• PROBLEM
Please reproduce the following records exactly as they appear.

• DATASET RECORDS
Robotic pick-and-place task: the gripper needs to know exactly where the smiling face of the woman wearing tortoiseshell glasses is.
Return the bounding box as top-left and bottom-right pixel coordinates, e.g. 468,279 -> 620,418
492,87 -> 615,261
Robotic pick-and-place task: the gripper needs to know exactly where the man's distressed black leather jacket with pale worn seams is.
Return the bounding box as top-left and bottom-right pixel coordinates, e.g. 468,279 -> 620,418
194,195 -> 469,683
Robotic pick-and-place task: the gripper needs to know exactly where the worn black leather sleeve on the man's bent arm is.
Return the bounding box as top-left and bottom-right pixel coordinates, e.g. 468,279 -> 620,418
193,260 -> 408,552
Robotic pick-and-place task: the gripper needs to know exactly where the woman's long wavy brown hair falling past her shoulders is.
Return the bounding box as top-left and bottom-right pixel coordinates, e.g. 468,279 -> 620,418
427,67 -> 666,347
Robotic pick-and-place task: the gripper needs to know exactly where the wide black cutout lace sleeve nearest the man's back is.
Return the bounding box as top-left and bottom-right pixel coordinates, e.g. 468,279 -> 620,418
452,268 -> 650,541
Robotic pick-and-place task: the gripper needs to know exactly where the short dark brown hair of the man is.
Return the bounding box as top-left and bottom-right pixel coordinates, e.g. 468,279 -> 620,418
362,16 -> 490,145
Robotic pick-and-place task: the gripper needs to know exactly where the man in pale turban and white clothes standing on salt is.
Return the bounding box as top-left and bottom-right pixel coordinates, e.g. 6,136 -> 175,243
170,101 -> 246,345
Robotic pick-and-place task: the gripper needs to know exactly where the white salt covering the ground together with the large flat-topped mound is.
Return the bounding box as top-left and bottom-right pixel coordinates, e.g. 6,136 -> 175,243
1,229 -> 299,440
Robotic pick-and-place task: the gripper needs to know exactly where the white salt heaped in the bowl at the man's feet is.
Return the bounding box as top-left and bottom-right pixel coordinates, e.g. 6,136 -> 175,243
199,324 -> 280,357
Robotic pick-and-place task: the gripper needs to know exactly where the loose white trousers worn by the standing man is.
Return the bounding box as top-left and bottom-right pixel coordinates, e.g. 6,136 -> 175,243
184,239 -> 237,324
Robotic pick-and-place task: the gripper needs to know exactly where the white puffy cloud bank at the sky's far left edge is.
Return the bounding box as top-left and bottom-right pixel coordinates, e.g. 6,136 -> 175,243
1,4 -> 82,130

• REPLY TO THE TASK
Robotic pick-and-place task: the gripper needs to know exactly where the smiling face of the woman wearing tortoiseshell glasses is.
Return the bounding box as top-left and bottom-right pixel coordinates, e.g. 468,279 -> 620,418
492,87 -> 615,261
Robotic pick-and-place task: the gripper needs to know exactly where the man's distressed black leather jacket with pale worn seams is.
Return the bounding box as top-left and bottom-right pixel coordinates, e.g. 468,279 -> 620,418
194,195 -> 469,683
Robotic pick-and-place task: the gripper needs to know exactly where the worn black leather sleeve on the man's bent arm is.
Return the bounding box as top-left and bottom-right pixel coordinates, e.g. 468,279 -> 620,418
193,260 -> 408,552
Robotic pick-and-place task: the gripper needs to know exactly where the woman's long wavy brown hair falling past her shoulders is.
Return the bounding box as top-left and bottom-right pixel coordinates, e.g. 468,279 -> 620,418
427,67 -> 666,347
Robotic pick-and-place task: the gripper needs to know exactly where the wide black cutout lace sleeve nearest the man's back is.
Return the bounding box as top-left and bottom-right pixel coordinates, e.g. 468,279 -> 620,418
452,268 -> 650,541
Robotic pick-and-place task: the gripper needs to know exactly where the short dark brown hair of the man is.
Return the bounding box as top-left and bottom-right pixel coordinates, e.g. 468,279 -> 620,418
362,16 -> 490,145
Robotic pick-and-place task: the gripper needs to know exactly where the man in pale turban and white clothes standing on salt is.
Return the bounding box as top-left and bottom-right pixel coordinates, e.g. 6,136 -> 175,243
170,101 -> 246,345
Robotic pick-and-place task: the gripper needs to know exactly where the white salt covering the ground together with the large flat-topped mound is.
Return the bounding box as top-left and bottom-right pixel coordinates, e.g. 6,136 -> 175,243
1,229 -> 299,440
Robotic pick-and-place task: the gripper needs to know exactly where the white salt heaped in the bowl at the man's feet is.
Return the bounding box as top-left and bottom-right pixel coordinates, e.g. 6,136 -> 175,243
199,324 -> 280,357
Robotic pick-and-place task: the gripper needs to know exactly where the loose white trousers worn by the standing man is.
Return the bounding box as top-left and bottom-right pixel coordinates, e.g. 6,136 -> 175,243
184,239 -> 237,324
Robotic pick-and-place task: the gripper needs to know exactly where the white puffy cloud bank at the sky's far left edge is.
Return the bounding box as top-left and bottom-right pixel coordinates, e.g. 6,136 -> 175,243
1,4 -> 82,130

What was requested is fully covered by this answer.